Can you give the lines below as a numbered list, starting at the line that contains "Practice step: find the temple entrance" and ending at the last line of the records, with blank lines left out?

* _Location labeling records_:
★ ★ ★ ★

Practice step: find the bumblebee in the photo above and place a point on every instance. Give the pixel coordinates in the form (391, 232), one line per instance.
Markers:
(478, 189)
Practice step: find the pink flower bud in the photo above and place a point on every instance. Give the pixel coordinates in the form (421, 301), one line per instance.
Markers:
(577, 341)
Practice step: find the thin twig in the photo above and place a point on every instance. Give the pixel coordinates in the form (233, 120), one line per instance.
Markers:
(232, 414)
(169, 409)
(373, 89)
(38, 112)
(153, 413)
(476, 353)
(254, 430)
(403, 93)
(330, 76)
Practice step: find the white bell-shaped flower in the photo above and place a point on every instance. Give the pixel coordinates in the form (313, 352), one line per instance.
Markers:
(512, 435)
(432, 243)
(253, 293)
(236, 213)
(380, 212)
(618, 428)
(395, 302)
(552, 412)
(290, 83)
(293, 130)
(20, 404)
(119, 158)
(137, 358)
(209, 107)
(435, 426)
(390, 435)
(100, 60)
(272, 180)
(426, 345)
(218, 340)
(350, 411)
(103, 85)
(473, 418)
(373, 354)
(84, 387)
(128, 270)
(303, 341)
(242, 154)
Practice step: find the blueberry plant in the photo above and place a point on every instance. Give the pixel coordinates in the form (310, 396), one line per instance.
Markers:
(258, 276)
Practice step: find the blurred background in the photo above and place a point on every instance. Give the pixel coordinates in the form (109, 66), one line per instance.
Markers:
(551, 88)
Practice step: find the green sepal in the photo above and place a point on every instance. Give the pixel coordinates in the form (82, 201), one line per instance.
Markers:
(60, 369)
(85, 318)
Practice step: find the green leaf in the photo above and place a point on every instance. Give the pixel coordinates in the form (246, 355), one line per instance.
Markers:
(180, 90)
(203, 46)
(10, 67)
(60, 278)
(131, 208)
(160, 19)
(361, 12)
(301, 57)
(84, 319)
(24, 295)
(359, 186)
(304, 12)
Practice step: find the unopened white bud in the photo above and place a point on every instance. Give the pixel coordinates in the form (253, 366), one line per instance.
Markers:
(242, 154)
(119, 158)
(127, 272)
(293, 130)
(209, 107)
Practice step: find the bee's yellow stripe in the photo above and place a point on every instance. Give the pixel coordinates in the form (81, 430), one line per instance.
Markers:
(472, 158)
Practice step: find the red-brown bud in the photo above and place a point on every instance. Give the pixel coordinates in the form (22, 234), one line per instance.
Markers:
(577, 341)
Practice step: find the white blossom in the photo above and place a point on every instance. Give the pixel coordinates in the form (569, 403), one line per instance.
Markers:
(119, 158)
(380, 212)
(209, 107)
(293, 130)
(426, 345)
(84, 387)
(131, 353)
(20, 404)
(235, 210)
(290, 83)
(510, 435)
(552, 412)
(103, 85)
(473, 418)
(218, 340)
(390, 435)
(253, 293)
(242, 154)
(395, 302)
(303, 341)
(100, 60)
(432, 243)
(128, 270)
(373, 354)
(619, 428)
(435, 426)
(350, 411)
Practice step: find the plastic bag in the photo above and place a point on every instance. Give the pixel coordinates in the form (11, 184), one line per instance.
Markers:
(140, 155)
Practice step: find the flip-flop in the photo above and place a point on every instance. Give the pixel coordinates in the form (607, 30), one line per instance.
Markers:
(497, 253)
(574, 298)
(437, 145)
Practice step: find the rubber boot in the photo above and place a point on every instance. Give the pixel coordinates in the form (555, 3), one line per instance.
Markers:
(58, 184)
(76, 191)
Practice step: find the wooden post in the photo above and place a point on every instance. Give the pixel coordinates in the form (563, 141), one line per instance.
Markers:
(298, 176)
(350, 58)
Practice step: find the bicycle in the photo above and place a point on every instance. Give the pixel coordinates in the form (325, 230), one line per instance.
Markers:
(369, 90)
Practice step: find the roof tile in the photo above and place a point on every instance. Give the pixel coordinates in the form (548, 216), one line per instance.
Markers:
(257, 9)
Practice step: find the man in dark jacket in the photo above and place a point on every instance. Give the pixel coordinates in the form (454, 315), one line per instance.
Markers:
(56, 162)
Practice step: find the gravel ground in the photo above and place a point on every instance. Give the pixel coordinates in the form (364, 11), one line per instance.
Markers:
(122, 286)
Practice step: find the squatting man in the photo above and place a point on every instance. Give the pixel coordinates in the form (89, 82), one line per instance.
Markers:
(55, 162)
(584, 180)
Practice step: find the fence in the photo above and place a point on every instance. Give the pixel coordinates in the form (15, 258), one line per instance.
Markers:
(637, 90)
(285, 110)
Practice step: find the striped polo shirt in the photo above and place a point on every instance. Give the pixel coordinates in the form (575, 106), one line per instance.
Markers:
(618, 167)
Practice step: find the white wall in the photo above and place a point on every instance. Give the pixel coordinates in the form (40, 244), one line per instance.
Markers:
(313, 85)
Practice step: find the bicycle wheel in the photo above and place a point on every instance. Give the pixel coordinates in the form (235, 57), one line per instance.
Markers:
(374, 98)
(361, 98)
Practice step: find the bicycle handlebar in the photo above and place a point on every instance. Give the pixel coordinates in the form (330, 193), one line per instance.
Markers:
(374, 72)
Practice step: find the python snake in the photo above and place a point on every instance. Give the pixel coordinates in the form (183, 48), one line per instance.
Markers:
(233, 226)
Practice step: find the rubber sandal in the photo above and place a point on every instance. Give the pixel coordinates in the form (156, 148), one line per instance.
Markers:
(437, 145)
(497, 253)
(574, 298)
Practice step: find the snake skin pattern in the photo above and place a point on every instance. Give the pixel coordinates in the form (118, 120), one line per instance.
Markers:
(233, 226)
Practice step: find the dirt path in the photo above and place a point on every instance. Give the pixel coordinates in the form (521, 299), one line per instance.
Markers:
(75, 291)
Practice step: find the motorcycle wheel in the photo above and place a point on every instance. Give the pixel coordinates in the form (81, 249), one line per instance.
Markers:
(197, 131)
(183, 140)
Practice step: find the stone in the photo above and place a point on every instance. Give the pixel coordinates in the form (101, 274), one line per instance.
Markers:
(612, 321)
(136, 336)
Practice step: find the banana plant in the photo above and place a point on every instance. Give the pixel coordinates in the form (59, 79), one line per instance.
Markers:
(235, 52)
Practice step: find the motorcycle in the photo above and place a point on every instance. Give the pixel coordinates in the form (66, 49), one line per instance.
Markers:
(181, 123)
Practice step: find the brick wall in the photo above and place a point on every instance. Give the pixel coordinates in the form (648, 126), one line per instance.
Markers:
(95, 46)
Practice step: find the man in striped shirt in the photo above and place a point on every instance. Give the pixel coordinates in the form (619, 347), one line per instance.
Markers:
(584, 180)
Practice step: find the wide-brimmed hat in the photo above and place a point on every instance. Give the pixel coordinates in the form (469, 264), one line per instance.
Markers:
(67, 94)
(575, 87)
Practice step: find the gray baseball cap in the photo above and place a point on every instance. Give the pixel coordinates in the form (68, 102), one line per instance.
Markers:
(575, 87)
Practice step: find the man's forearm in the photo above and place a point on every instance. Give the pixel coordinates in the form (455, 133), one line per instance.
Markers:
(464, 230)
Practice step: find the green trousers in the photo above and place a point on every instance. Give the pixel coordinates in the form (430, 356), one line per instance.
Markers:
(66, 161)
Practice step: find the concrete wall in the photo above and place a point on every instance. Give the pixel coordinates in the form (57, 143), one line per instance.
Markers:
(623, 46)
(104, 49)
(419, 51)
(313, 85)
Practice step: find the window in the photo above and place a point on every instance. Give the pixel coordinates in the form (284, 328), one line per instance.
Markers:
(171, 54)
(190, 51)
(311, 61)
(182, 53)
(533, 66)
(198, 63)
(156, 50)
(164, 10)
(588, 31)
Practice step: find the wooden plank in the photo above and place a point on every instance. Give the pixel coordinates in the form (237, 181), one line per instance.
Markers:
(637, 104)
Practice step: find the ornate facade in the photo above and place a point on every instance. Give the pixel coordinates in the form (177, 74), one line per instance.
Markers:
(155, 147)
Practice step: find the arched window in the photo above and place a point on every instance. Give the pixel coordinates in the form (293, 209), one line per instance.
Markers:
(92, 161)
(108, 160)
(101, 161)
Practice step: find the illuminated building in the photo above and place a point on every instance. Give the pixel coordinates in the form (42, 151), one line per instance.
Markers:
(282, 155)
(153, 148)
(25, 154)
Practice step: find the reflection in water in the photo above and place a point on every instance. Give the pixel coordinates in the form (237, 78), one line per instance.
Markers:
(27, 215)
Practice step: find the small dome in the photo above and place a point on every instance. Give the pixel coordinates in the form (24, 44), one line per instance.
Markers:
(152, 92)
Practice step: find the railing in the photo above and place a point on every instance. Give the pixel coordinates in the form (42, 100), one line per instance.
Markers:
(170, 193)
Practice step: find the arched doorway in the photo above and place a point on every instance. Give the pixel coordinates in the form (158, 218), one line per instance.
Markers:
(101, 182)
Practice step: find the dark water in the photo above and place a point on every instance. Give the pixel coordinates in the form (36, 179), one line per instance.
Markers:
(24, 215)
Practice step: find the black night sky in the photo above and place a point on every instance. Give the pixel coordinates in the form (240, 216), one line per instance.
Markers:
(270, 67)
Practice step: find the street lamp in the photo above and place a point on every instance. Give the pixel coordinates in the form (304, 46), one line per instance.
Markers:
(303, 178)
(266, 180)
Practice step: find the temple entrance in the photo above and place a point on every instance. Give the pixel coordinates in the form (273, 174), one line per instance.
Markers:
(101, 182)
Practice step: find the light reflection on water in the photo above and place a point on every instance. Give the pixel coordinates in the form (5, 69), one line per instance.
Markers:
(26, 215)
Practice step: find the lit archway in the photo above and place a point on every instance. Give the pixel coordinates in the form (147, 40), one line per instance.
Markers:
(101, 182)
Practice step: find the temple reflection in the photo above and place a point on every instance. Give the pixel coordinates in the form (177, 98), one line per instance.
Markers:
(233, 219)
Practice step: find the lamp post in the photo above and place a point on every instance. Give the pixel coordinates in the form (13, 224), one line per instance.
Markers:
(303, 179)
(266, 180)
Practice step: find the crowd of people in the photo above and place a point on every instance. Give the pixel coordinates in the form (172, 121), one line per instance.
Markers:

★ ★ ★ ★

* _Solution for this exercise_:
1. Practice step: find the temple entrance in the photo above and place a point on every instance. Give the pixel coordinates in the form (273, 174), one line per instance.
2. Markers:
3. (101, 182)
4. Practice step: find the light reflection on water in the photo above and place a point on every instance. Give the pixel coordinates in the form (5, 69), one line per instance.
5. Markers:
6. (26, 215)
7. Practice step: find the lit archway in the photo above and place a point on every instance. Give the pixel coordinates in the form (147, 40), one line per instance.
8. Markers:
9. (101, 182)
10. Practice step: find the temple reflection in the photo above and place a point on every instance. Give the pixel coordinates in the form (177, 98), one line per instance.
11. Markers:
12. (233, 219)
13. Practice step: find the lamp post in the photo above and place a point on every instance. Give the pixel coordinates in the form (13, 224), one line per instance.
14. Markers:
15. (303, 179)
16. (266, 180)
17. Practice step: find the crowd of people in the photo above and place a point on every instance. Give the pixel coordinates in the form (172, 121), one line per instance.
18. Markers:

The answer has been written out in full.